++++ 原文节选

112. Path Sum

目录

• 题目描述
• 代码实现

题目描述

Given a binary tree and a sum, determine if the tree has a root-to-leaf path such that adding up all the values along the path equals the given sum.
For example:
Given the below binary tree and sum = 22,
5
/
4 8
/ /
11 13 4
/ \
7 2 1
return true, as there exist a root-to-leaf path
5->4->11->2 which sum is 22.

/**
 * Definition for binary tree
 * struct TreeNode {
 *     int val;
 *     TreeNode *left;
 *     TreeNode *right;
 *     TreeNode(int x) : val(x), left(NULL), right(NULL) {}
 * };
 */

代码实现

class Solution {
public:
    bool hasPathSum(TreeNode *root, int sum) {
      //注意这里递归终止条件的层层递进的设计方法
    	if(root == nullptr)

++++++++
++++ 数据部分

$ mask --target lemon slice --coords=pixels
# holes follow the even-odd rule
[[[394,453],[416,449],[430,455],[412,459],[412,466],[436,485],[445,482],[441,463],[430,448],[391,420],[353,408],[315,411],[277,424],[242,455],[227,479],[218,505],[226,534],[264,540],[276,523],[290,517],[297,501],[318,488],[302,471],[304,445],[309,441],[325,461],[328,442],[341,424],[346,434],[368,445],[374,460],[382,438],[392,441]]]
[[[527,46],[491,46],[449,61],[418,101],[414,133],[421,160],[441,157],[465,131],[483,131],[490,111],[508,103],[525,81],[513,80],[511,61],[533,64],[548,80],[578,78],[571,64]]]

++++++++

▶ **任务目标 A**
请原样引用路径总和题解中从“112. Path Sum”到“the given sum.”的那一段。
▶ **任务目标 B**
请紧接路径总和题解的末尾续写下去。
这份列表在此不起任何作用。

▶ **预期输出 A**
112. Path Sum

目录

• 题目描述
• 代码实现

题目描述

Given a binary tree and a sum, determine if the tree has a root-to-leaf path such that adding up all the values along the path equals the given sum.

▶ **预期输出 B**
    		return false;
    	int curSum = sum - root->val;  
    	int result = false; 
      //到达叶节点，并且满足给定条件  
    	if(curSum == 0 && root->left == nullptr && root->right == nullptr)
    		return true;
    	if(!result)
    		result = hasPathSum(root->left,curSum);
    	if(!result)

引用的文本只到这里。